### Exercise passage:
SAN DIEGO (KGTV) -- The CDC announced Wednesday that schools could reopen safely without having teachers be vaccinated. But some San Diego Unified School District teachers believe that returning to the classroom now is too dangerous.
Fifth-grade teacher Casey Hickenbottom would love nothing more than to teach his kids in person again. But right now, he said his community just is not ready.
"In my room alone, I have two families where COVID ran roughshod over the entire family. One young lady who lost a grandparent and an uncle," Hickenbottom said.
He teaches at Johnson Elementary School, where 100% of students get free or reduced lunches. Their parents are almost all essential workers who are at high risk of COVID exposure.
"My parents and guardians are out at work every day, and quarantining is a luxury they don't have," Hickenbottom said.
Wednesday, the Director of the CDC said that teachers do not have to be vaccinated in order to reopen schools safely. But Richard Barrera, President of the San Diego Unified School District Board, said he wants teachers and essential school workers to be prioritized for vaccinations at places like the Petco Park Vaccination Superstation.
"We would like to see some dedicated lanes for teachers to get appointments, go through, and get vaccinated," Barrera said.
But San Diego County Supervisor Nathan Fletcher said that would not happen.

### Dataset excerpt:

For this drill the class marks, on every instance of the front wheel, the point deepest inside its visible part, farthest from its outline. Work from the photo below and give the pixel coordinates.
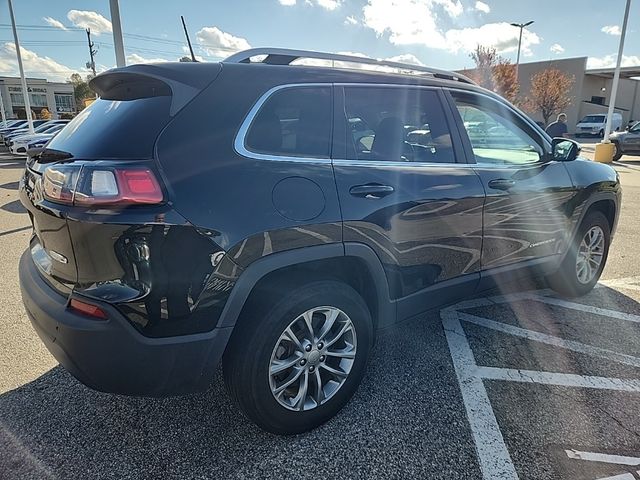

### Task list:
A. In the San Diego school reopening article, copy the text between "SAN DIEGO (KGTV)" and "is not ready.", inclusive, word for word.
B. List every person the San Diego school reopening article names.
C. Continue the San Diego school reopening article from its last sentence.

### Replies:
A.
SAN DIEGO (KGTV) -- The CDC announced Wednesday that schools could reopen safely without having teachers be vaccinated. But some San Diego Unified School District teachers believe that returning to the classroom now is too dangerous.
Fifth-grade teacher Casey Hickenbottom would love nothing more than to teach his kids in person again. But right now, he said his community just is not ready.

B.
Casey Hickenbottom
Richard Barrera
Nathan Fletcher

C.
"I do not believe that it would make sense to take a senior out of line and replace that senior with a young and healthy worker," Fletcher said, as he referred to police officers and teachers.
Even if teachers were vaccinated now, it would take six weeks until the vaccine's efficacy reaches its peak. By that time, there will only be a little more than a month left in the school year. Barrera says it is still worth it.
"Every day they can get back, it's a positive day," Barrera said.
Hickenbottom said he would gladly take the opportunity to get the vaccine but knows school would not be the same as before the pandemic.
"How are you going to do recess time? How are you going to keep them from touching one another?"Hickenbottom asked. It doesn't seem worth the risk to me, and that's coming from somebody who would love to be back in the classroom."
The President of the San Diego Education Association told ABC 10News that a reopening plan should be tailored to each community, and not a one-size-fits-all plan.